Text:
□ □ □ □
Thursday, January 10, 2008

10/1/2008

It was hope...n pure stupidity...i hoped too much for tis sem to b better, i hoped too much to hav more frens...n i thought i was a member of a group...i was wrong...i hope sumone could understand...i was wrong again...hope iz a double-edged sword...hope provides motivation for us to live another day...to greet another morning wif a smile...to accept, to forgive n to give one more chance...but wif hope there iz disappointment as well...if no hope then no disappointment...hahaha...i wanted to move on...to start a new one...to let go...wat iz to let go actually?...to forgive? to completely forget about it so it wont bother u anymore? if u still remember bout a sad past surely there will b times wen u r reminded by it especially if u r exposed to similar elements frequently?..to not let it bother yur life? meaning to freeze yur emotions? to neglect it? i dun really get it...mayb i m juz plain stupid...i fell from a motor b4....so everytime i ride during the rain i will b afraid...human nature right?...i treat sumone good but it was to no effect like those b4 so i will feel disappointed or despair....right? coz again n again oso kenot...kinda like failing sumthing again n again until give up liao...however tis iz life right? u cant give up on life? so can do wat woh? juz say no or get away? izzit even possible? hm...i dun think anyone can live alone...choose other frens? but there r no more others to choose woh...u hav no choice in tis...erm meaning in the choices of ppl to spend time wif...no one else available...so wat to do woh? juz keep on getting disappointed? hope tat it will get better? tat they will change? try to make them understand bout my needs? wouldnt it be too selfish? if others can b frens wif them why not me? watz different? hm...mayb if i could 'let go' of the past which iz me failing again n again?...hm...can it be done? r there emotional scars?...mayb will b scared to attempt again...so...can one live life without hope? kenot oso woh...so wat can b done? b more patient?...but getting stepped on all over the place iz not cool leh...being taken advantage oso...hm...one last question i guess...head oso spinning liao...can normal logic/methods apply to tis problem?..hm...i think can ask more questions...mayb itz not others? itz me? i shouldnt hav been too optimistic? mayb i shouldnt hav expected to b accepted? Ok, scenario example...
□ □ □ □
Extracted data entries
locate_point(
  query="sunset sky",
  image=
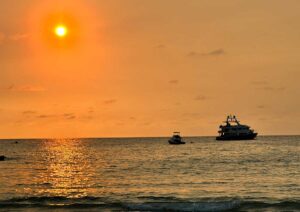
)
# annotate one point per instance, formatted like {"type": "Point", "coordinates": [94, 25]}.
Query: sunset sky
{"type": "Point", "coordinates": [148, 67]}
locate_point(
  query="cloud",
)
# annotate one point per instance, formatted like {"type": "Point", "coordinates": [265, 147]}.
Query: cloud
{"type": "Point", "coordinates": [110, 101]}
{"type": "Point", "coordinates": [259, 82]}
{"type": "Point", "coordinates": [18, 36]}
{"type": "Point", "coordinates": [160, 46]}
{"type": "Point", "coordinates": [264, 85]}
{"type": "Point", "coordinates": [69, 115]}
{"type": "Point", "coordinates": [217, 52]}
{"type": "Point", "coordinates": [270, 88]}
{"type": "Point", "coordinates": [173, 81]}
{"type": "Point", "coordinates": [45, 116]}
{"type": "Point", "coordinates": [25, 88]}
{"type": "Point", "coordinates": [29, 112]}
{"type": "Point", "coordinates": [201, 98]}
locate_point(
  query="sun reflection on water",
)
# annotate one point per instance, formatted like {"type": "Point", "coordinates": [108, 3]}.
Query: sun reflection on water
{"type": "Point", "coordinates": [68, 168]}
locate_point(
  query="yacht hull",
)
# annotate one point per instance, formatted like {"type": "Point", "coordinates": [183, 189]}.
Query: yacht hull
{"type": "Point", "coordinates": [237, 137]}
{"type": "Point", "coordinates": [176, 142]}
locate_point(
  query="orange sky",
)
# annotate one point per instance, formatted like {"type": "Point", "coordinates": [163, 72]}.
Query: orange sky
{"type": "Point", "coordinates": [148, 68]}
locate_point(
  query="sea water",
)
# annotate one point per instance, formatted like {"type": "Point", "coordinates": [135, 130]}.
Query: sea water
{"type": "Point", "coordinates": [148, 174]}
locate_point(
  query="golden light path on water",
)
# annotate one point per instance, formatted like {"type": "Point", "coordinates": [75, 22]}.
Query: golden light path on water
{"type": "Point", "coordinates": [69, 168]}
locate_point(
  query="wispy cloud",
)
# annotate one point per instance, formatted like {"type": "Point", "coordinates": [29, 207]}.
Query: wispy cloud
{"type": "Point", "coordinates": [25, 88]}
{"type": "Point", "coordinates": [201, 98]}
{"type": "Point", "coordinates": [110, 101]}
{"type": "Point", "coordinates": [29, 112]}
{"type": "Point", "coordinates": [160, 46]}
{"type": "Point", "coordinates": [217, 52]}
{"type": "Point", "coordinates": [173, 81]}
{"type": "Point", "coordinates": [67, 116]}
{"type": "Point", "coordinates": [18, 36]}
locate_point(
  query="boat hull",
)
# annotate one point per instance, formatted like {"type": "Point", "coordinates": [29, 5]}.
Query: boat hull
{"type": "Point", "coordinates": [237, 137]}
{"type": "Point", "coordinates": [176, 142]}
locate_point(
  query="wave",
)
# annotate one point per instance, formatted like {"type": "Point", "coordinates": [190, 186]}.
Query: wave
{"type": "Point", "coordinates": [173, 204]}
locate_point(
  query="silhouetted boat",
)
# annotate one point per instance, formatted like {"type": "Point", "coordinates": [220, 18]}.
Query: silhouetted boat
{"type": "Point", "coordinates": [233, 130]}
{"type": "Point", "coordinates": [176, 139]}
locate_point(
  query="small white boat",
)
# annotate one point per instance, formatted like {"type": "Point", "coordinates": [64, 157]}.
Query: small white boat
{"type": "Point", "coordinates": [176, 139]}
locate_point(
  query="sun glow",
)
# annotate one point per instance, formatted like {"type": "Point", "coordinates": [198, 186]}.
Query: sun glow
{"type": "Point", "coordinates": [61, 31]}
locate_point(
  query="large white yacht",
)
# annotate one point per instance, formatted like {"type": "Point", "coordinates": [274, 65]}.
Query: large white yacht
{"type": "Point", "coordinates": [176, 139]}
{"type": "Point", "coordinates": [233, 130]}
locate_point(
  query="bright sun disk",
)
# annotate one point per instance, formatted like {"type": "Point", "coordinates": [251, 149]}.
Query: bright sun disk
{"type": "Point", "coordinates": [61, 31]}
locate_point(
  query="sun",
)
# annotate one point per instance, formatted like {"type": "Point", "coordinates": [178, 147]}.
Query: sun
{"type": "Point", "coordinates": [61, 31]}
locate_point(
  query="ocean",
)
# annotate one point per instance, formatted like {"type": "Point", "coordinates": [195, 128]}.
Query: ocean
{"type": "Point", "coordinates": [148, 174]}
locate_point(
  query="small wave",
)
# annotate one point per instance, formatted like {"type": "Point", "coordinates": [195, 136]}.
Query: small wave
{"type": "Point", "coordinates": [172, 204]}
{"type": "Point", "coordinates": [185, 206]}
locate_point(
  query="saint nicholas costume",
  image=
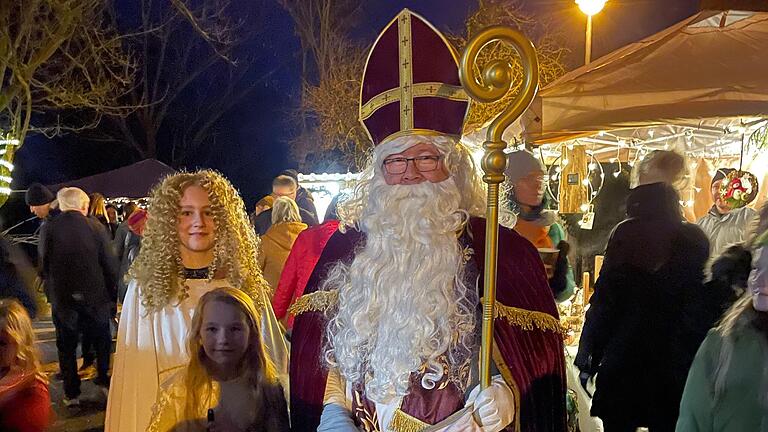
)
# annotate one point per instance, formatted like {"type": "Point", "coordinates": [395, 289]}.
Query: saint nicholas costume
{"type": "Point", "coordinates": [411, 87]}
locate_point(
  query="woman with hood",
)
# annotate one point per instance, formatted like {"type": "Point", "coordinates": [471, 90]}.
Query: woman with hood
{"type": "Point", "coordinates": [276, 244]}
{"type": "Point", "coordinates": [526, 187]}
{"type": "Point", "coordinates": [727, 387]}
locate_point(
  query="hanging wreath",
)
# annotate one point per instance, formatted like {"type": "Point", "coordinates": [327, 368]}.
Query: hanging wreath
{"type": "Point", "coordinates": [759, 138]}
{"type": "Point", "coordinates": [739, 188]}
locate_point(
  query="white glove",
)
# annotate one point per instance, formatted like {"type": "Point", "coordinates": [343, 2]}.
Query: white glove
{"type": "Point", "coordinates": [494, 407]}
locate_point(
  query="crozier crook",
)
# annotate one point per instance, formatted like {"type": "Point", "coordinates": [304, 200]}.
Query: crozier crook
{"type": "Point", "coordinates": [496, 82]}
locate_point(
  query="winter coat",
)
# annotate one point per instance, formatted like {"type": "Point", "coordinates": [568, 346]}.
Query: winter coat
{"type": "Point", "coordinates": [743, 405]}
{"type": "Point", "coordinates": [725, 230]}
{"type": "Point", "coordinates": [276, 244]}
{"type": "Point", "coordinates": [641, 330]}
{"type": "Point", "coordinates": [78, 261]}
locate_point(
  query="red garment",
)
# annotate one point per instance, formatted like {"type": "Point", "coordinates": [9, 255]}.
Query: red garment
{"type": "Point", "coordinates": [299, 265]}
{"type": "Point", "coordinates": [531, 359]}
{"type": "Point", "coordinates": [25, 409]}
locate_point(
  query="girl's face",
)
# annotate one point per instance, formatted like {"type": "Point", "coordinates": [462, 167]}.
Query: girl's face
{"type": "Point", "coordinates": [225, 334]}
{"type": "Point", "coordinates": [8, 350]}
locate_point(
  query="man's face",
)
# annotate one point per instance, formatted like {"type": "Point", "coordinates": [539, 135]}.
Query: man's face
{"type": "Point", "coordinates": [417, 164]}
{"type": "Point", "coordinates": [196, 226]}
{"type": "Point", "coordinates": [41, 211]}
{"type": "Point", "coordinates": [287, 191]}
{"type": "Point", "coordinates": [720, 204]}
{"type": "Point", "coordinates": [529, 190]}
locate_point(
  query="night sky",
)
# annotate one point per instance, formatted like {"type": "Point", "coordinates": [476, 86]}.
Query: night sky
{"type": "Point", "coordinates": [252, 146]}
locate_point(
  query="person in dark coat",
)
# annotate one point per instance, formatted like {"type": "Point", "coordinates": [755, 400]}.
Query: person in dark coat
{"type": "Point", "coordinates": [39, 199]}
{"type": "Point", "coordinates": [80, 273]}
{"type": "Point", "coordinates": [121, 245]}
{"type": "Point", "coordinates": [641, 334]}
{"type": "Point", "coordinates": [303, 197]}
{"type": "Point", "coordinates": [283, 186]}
□ □ □ □
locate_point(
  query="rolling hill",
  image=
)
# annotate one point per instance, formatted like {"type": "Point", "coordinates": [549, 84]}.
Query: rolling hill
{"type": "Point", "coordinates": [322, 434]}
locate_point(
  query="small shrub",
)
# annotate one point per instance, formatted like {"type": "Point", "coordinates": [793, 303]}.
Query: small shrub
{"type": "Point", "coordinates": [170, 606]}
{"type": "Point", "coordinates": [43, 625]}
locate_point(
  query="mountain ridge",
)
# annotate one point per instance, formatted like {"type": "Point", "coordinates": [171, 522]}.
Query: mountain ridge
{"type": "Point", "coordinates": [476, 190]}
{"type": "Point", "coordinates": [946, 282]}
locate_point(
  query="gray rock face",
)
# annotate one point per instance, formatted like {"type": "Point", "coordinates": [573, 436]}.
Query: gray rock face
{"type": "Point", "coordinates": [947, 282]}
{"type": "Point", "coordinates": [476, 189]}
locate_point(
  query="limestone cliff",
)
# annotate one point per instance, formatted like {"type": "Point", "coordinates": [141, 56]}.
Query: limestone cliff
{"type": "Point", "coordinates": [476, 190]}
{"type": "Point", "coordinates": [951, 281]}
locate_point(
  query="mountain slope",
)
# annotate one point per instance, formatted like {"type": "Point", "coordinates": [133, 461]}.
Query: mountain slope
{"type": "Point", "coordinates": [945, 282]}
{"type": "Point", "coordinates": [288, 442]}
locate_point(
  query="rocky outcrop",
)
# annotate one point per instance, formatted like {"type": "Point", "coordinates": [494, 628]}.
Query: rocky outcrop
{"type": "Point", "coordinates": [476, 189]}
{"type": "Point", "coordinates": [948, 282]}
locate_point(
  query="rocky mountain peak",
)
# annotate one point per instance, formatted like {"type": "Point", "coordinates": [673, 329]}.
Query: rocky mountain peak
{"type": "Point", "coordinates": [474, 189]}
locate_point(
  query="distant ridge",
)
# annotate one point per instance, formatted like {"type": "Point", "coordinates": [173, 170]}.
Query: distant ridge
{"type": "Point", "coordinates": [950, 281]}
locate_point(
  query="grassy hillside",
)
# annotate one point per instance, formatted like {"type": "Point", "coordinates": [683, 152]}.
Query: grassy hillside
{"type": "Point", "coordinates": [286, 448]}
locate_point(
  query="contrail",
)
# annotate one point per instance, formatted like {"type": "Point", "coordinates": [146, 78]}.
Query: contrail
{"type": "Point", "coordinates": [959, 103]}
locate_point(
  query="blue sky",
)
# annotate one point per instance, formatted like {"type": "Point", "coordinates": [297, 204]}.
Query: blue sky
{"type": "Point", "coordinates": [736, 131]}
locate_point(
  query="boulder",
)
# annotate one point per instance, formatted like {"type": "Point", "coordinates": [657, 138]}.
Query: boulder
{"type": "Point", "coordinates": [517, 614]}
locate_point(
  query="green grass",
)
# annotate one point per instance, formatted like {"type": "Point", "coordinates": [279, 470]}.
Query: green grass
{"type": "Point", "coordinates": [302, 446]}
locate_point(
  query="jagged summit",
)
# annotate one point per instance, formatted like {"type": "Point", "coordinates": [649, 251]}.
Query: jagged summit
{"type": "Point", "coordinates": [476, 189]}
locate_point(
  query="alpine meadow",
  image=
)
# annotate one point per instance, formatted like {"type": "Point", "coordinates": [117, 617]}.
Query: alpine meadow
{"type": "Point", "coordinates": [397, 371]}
□ □ □ □
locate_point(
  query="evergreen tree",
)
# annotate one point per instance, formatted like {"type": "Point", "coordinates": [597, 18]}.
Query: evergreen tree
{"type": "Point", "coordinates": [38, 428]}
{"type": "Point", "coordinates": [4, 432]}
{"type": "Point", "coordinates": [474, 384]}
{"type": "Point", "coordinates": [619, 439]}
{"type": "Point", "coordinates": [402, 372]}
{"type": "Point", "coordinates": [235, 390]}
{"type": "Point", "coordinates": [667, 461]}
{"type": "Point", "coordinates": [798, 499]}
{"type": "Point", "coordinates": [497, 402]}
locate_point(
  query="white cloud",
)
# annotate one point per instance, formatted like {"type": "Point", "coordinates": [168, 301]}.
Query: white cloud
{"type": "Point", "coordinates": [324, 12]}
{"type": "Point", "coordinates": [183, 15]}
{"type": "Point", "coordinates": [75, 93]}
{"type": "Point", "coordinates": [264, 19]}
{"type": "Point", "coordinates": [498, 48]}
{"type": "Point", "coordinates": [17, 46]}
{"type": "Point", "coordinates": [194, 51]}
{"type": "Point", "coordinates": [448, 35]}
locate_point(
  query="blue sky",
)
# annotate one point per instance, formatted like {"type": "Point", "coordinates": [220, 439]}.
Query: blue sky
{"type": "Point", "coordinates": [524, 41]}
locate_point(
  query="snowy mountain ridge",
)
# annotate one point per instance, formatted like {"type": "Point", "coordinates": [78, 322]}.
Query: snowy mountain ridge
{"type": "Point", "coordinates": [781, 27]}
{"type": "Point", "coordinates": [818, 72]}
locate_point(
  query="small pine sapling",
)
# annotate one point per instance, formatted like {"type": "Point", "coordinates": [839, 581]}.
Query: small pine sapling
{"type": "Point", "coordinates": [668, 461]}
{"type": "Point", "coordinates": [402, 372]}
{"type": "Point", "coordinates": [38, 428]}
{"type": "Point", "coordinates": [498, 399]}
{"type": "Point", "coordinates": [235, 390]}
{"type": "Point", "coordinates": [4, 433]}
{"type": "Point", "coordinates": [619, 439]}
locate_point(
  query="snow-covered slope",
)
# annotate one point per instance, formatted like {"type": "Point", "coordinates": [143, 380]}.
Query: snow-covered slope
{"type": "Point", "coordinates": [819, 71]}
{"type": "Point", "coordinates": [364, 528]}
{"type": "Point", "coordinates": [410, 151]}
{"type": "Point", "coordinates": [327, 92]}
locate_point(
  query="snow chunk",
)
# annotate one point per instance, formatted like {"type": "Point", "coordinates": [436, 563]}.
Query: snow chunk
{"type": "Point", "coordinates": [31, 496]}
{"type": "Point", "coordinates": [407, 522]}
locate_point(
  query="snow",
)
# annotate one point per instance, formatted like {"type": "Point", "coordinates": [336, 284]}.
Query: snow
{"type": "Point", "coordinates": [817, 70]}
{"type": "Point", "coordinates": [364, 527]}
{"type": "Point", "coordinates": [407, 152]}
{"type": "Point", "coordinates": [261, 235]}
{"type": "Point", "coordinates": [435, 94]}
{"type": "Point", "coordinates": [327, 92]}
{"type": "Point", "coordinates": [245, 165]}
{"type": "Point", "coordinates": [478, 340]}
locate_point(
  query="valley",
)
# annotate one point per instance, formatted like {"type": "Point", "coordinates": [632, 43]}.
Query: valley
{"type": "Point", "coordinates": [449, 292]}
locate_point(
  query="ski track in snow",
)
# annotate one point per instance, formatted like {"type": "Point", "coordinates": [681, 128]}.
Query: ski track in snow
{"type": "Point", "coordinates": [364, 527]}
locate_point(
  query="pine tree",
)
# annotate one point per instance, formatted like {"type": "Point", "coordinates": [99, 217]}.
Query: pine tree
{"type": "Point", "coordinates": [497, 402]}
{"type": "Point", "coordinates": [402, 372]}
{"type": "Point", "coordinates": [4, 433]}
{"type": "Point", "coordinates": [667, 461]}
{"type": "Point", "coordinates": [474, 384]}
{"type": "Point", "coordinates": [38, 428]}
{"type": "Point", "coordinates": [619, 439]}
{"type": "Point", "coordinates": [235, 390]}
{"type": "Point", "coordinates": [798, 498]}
□ □ □ □
Exercise instructions:
1. In the blog post on hope, what past event makes the writer afraid to ride in the rain?
2. Please carry on the blog post on hope from the point where it stops.
This material has nothing to do with the blog post on hope.

Activity answers:
1. The writer once fell from a motor.

2.
After many nights of me asking for supper n getting rejected, they then went out behind my back..considering the excuses they gave me a few nights ago...hm...n i was waiting for them to end their practice session...gotten kinda hungry earlier...

hm..mayb the solution iz simple? i m not in the same group as they r...i m not veli important?...mayb itz juz tat they forgot? or they dun like me at all? mayb i m not funny enuf?...or hav no topic to talk wif me? do i hav bad table manners? i got my own transport woh...n i m not bz...no assignment or projects in motion yet...tomolo no class oso...why leh? they dun think i would wan to go supper?...puzzling to say the least =_=...anyone can help me answer mah?